• _Instructions to follow_
Copy every one of the records below word for word, omitting the pictures.

(Task inputs)

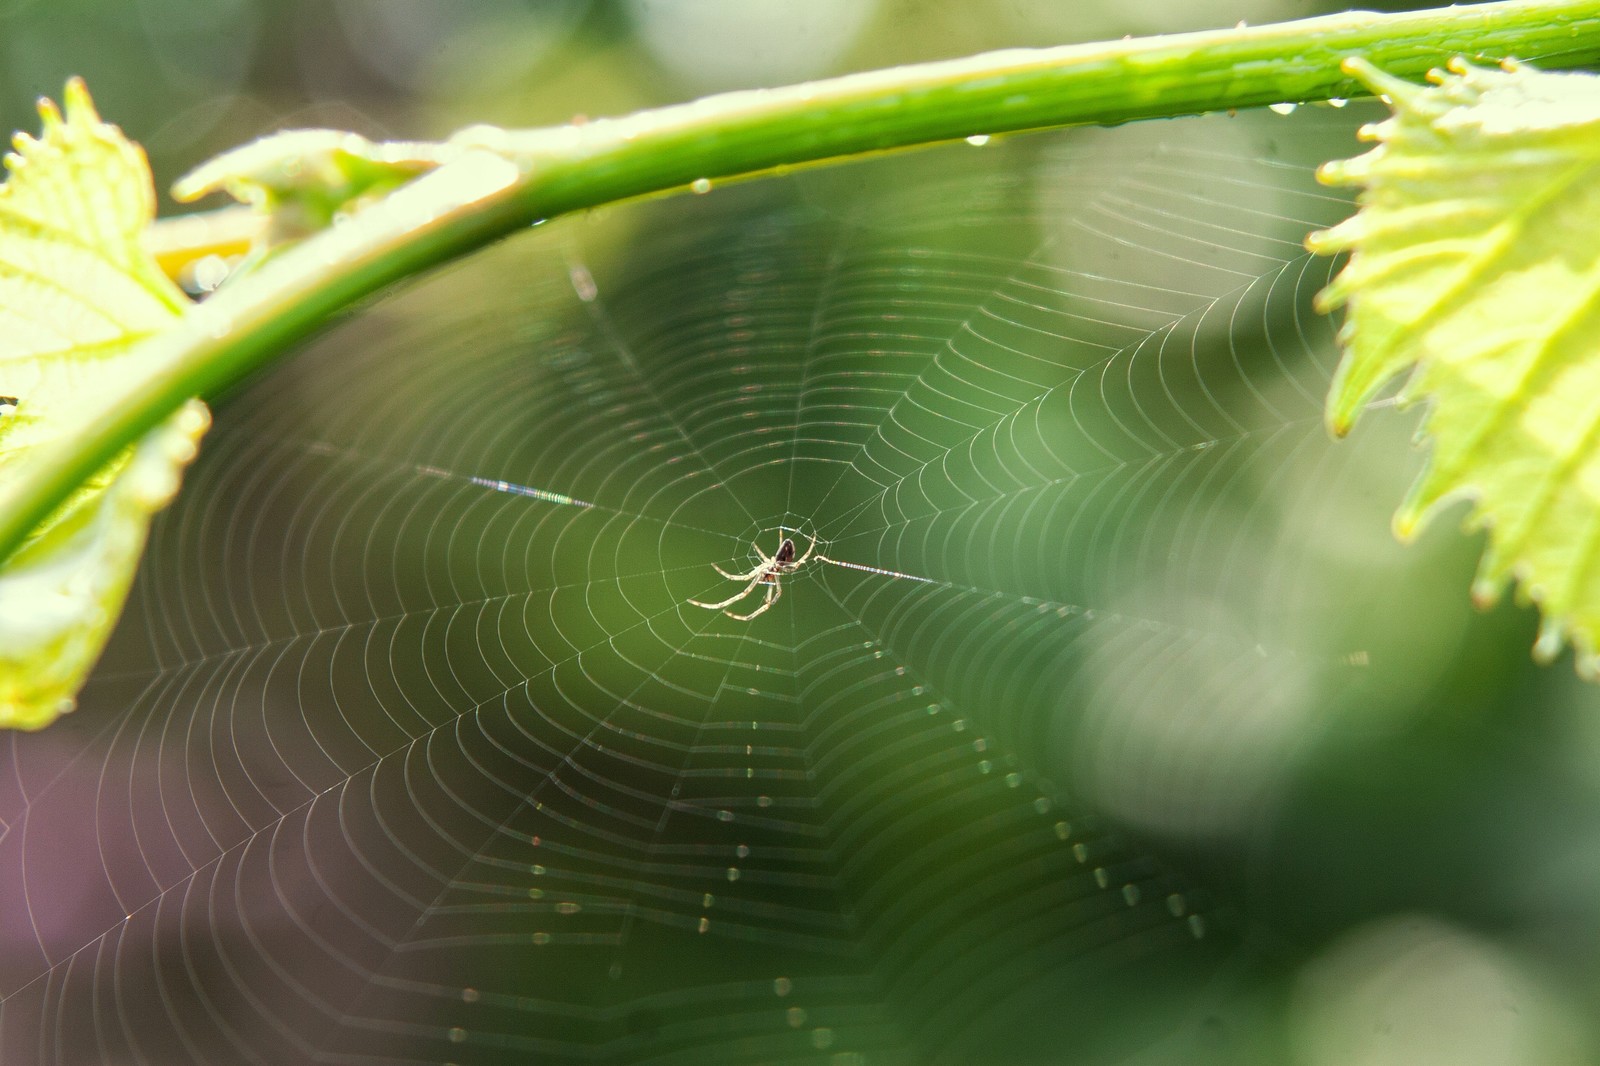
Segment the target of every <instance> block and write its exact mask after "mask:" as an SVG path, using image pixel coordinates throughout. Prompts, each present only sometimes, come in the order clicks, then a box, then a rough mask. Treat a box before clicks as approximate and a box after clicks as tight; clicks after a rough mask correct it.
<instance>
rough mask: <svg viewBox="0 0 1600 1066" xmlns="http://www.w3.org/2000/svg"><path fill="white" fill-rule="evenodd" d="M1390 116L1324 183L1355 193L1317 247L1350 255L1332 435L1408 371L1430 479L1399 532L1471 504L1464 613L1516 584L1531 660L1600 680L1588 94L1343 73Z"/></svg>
mask: <svg viewBox="0 0 1600 1066" xmlns="http://www.w3.org/2000/svg"><path fill="white" fill-rule="evenodd" d="M1346 70H1347V72H1349V74H1352V75H1354V77H1357V78H1360V80H1362V82H1363V83H1366V85H1368V86H1370V88H1371V90H1373V91H1374V93H1379V94H1382V96H1384V98H1386V99H1387V101H1389V104H1390V107H1392V112H1394V114H1392V115H1390V117H1389V118H1387V120H1384V122H1381V123H1378V125H1374V126H1368V128H1366V130H1363V138H1365V139H1371V141H1376V142H1378V146H1376V147H1374V149H1373V150H1370V152H1366V154H1365V155H1360V157H1357V158H1352V160H1346V162H1338V163H1328V165H1326V166H1325V168H1323V171H1322V178H1323V181H1326V182H1330V184H1336V186H1362V187H1363V192H1362V194H1360V211H1358V213H1357V214H1355V216H1354V218H1350V219H1347V221H1344V222H1341V224H1339V226H1336V227H1333V229H1330V230H1325V232H1322V234H1314V235H1312V237H1310V238H1309V240H1307V246H1309V248H1310V250H1312V251H1318V253H1336V251H1350V259H1349V264H1347V266H1346V267H1344V271H1342V272H1341V274H1339V275H1338V279H1334V282H1333V283H1331V285H1330V287H1328V288H1326V290H1325V291H1323V293H1322V295H1320V298H1318V299H1320V304H1322V307H1323V309H1331V307H1338V306H1341V304H1346V306H1347V317H1346V322H1344V327H1342V333H1341V338H1342V341H1344V344H1346V354H1344V360H1342V363H1341V365H1339V370H1338V373H1336V376H1334V381H1333V389H1331V392H1330V395H1328V407H1326V416H1328V424H1330V427H1331V429H1333V432H1336V434H1344V432H1347V431H1349V429H1350V427H1352V424H1354V423H1355V419H1357V416H1358V415H1360V411H1362V408H1363V405H1366V402H1368V400H1371V399H1373V395H1374V394H1376V392H1378V391H1379V389H1381V387H1382V386H1384V384H1386V383H1387V381H1390V379H1392V378H1395V376H1397V375H1402V373H1406V371H1410V378H1408V379H1406V383H1405V386H1403V389H1402V394H1400V399H1402V402H1403V403H1413V402H1419V400H1429V402H1430V408H1429V413H1427V416H1426V421H1424V423H1422V434H1424V435H1426V437H1427V439H1429V440H1430V443H1432V453H1430V456H1429V463H1427V467H1426V469H1424V472H1422V475H1421V477H1419V479H1418V483H1416V485H1414V487H1413V490H1411V493H1410V496H1408V499H1406V501H1405V503H1403V504H1402V507H1400V511H1398V512H1397V515H1395V531H1397V533H1398V535H1400V536H1402V538H1403V539H1405V538H1410V536H1414V535H1416V533H1418V531H1419V530H1421V528H1422V523H1424V522H1426V520H1427V519H1429V517H1430V515H1432V514H1435V512H1437V511H1438V509H1440V506H1442V504H1445V503H1446V501H1451V499H1456V498H1469V499H1470V501H1472V511H1470V517H1469V523H1470V525H1474V527H1486V528H1488V531H1490V536H1488V547H1486V549H1485V554H1483V560H1482V565H1480V570H1478V576H1477V579H1475V583H1474V597H1475V599H1477V600H1478V602H1480V603H1488V602H1493V600H1494V599H1496V597H1498V595H1499V594H1501V591H1502V589H1504V587H1506V584H1507V583H1509V581H1515V583H1517V586H1518V594H1520V595H1522V597H1523V599H1525V600H1531V602H1534V603H1538V605H1539V607H1541V611H1542V627H1541V632H1539V639H1538V643H1536V645H1534V653H1536V655H1538V656H1539V658H1541V659H1549V658H1554V656H1555V655H1557V653H1558V651H1560V648H1562V647H1563V645H1565V642H1566V640H1571V642H1573V645H1574V647H1576V651H1578V667H1579V671H1581V672H1582V674H1584V675H1587V677H1595V675H1597V674H1600V655H1597V629H1600V559H1597V555H1600V448H1597V443H1600V181H1597V178H1600V78H1597V77H1594V75H1587V74H1546V72H1541V70H1533V69H1530V67H1526V66H1523V64H1517V62H1507V64H1504V66H1502V67H1501V69H1485V67H1475V66H1470V64H1467V62H1464V61H1459V59H1458V61H1454V62H1451V64H1450V70H1448V72H1435V74H1434V75H1430V80H1432V82H1434V85H1429V86H1418V85H1411V83H1408V82H1402V80H1398V78H1394V77H1389V75H1386V74H1382V72H1379V70H1378V69H1374V67H1371V66H1370V64H1366V62H1363V61H1358V59H1350V61H1346Z"/></svg>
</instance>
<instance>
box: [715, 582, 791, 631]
mask: <svg viewBox="0 0 1600 1066" xmlns="http://www.w3.org/2000/svg"><path fill="white" fill-rule="evenodd" d="M782 594H784V586H781V584H778V576H776V575H774V576H773V581H771V584H768V586H766V599H765V600H762V605H760V607H757V608H755V610H754V611H750V613H749V615H734V613H733V611H728V618H733V619H738V621H750V619H752V618H755V616H757V615H765V613H766V608H768V607H771V605H773V603H776V602H778V597H779V595H782Z"/></svg>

(End Task inputs)

• _Solution for this task_
Segment the target of every <instance> block and write its exact mask after "mask:" as an SVG path, using image pixel coordinates throughout. Prompts, each present only sometimes, come in the order clicks, then a box, then a rough mask. Treat a box before clicks as approximate and a box after clicks as tight; clicks after a rough mask correct it.
<instance>
rough mask: <svg viewBox="0 0 1600 1066" xmlns="http://www.w3.org/2000/svg"><path fill="white" fill-rule="evenodd" d="M1390 116L1324 183L1355 193L1317 247L1350 255L1332 435L1408 371L1430 479L1399 532L1471 504L1464 613L1516 584L1531 660L1600 680L1588 94L1343 73Z"/></svg>
mask: <svg viewBox="0 0 1600 1066" xmlns="http://www.w3.org/2000/svg"><path fill="white" fill-rule="evenodd" d="M1346 70H1347V72H1349V74H1352V75H1354V77H1357V78H1360V80H1362V82H1363V83H1366V85H1368V86H1370V88H1371V90H1373V91H1374V93H1379V94H1382V96H1384V98H1386V99H1387V101H1389V104H1390V107H1392V112H1394V114H1392V115H1390V117H1389V118H1387V120H1384V122H1381V123H1378V125H1374V126H1368V128H1366V130H1363V138H1365V139H1371V141H1376V142H1378V146H1376V147H1374V149H1373V150H1370V152H1366V154H1365V155H1360V157H1357V158H1352V160H1346V162H1338V163H1328V165H1326V166H1325V168H1323V171H1322V178H1323V181H1326V182H1330V184H1336V186H1362V187H1363V192H1362V194H1360V211H1358V213H1357V214H1355V216H1354V218H1350V219H1347V221H1344V222H1341V224H1339V226H1336V227H1333V229H1330V230H1325V232H1322V234H1314V235H1312V237H1310V238H1309V240H1307V246H1309V248H1310V250H1312V251H1318V253H1336V251H1350V259H1349V264H1347V266H1346V267H1344V271H1342V272H1341V274H1339V275H1338V279H1334V282H1333V283H1331V285H1330V287H1328V288H1326V290H1325V291H1323V293H1322V295H1320V298H1318V299H1320V304H1322V307H1323V309H1331V307H1338V306H1341V304H1346V306H1347V317H1346V322H1344V327H1342V333H1341V338H1342V341H1344V344H1346V354H1344V360H1342V363H1341V365H1339V370H1338V373H1336V376H1334V381H1333V389H1331V392H1330V395H1328V407H1326V416H1328V424H1330V427H1331V429H1333V432H1336V434H1344V432H1347V431H1349V429H1350V427H1352V424H1354V423H1355V419H1357V416H1358V415H1360V411H1362V408H1363V405H1366V402H1368V400H1371V399H1373V395H1374V394H1376V392H1378V391H1379V389H1381V387H1382V386H1384V384H1386V383H1387V381H1390V379H1392V378H1395V376H1397V375H1402V373H1406V371H1410V378H1408V379H1406V383H1405V386H1403V389H1402V394H1400V399H1402V402H1403V403H1413V402H1419V400H1429V402H1430V408H1429V413H1427V416H1426V421H1424V423H1422V434H1424V435H1426V437H1427V439H1429V440H1430V443H1432V453H1430V456H1429V463H1427V467H1426V469H1424V472H1422V475H1421V477H1419V479H1418V483H1416V485H1414V487H1413V490H1411V493H1410V496H1408V499H1406V501H1405V503H1403V504H1402V507H1400V511H1398V512H1397V515H1395V531H1397V533H1398V535H1400V536H1402V538H1403V539H1405V538H1410V536H1414V535H1416V533H1418V531H1419V530H1421V528H1422V523H1424V522H1426V520H1427V519H1429V517H1430V515H1432V514H1435V512H1437V511H1438V509H1440V506H1442V504H1445V503H1446V501H1451V499H1456V498H1469V499H1470V501H1472V511H1470V517H1469V523H1470V525H1474V527H1486V528H1488V531H1490V536H1488V547H1486V549H1485V554H1483V560H1482V565H1480V570H1478V576H1477V579H1475V583H1474V597H1475V599H1477V600H1478V602H1480V603H1488V602H1493V600H1494V599H1496V597H1498V595H1499V594H1501V591H1502V589H1504V587H1506V584H1507V583H1509V581H1515V583H1517V586H1518V594H1520V595H1522V597H1523V599H1525V600H1531V602H1534V603H1538V605H1539V607H1541V611H1542V627H1541V632H1539V639H1538V643H1536V645H1534V653H1536V655H1538V656H1539V658H1541V659H1549V658H1554V656H1555V655H1557V653H1558V651H1560V648H1562V647H1563V645H1565V642H1566V640H1571V642H1573V645H1574V647H1576V651H1578V667H1579V671H1581V672H1582V674H1584V675H1587V677H1595V675H1597V674H1600V655H1597V629H1600V559H1597V555H1600V448H1597V443H1600V181H1597V178H1600V78H1597V77H1594V75H1587V74H1546V72H1541V70H1533V69H1530V67H1526V66H1523V64H1517V62H1507V64H1504V66H1502V67H1501V69H1485V67H1475V66H1470V64H1467V62H1464V61H1459V59H1458V61H1454V62H1451V64H1450V70H1448V72H1435V74H1434V75H1430V80H1432V82H1434V85H1429V86H1418V85H1411V83H1408V82H1402V80H1398V78H1394V77H1389V75H1386V74H1382V72H1379V70H1378V69H1374V67H1371V66H1370V64H1366V62H1363V61H1358V59H1350V61H1346Z"/></svg>
</instance>
<instance>
box: [715, 582, 791, 631]
mask: <svg viewBox="0 0 1600 1066" xmlns="http://www.w3.org/2000/svg"><path fill="white" fill-rule="evenodd" d="M782 594H784V586H781V584H778V576H776V575H774V576H773V581H771V584H768V586H766V599H765V600H762V605H760V607H757V608H755V610H754V611H750V613H749V615H734V613H733V611H728V618H733V619H738V621H750V619H752V618H755V616H757V615H765V613H766V608H768V607H771V605H773V603H776V602H778V597H779V595H782Z"/></svg>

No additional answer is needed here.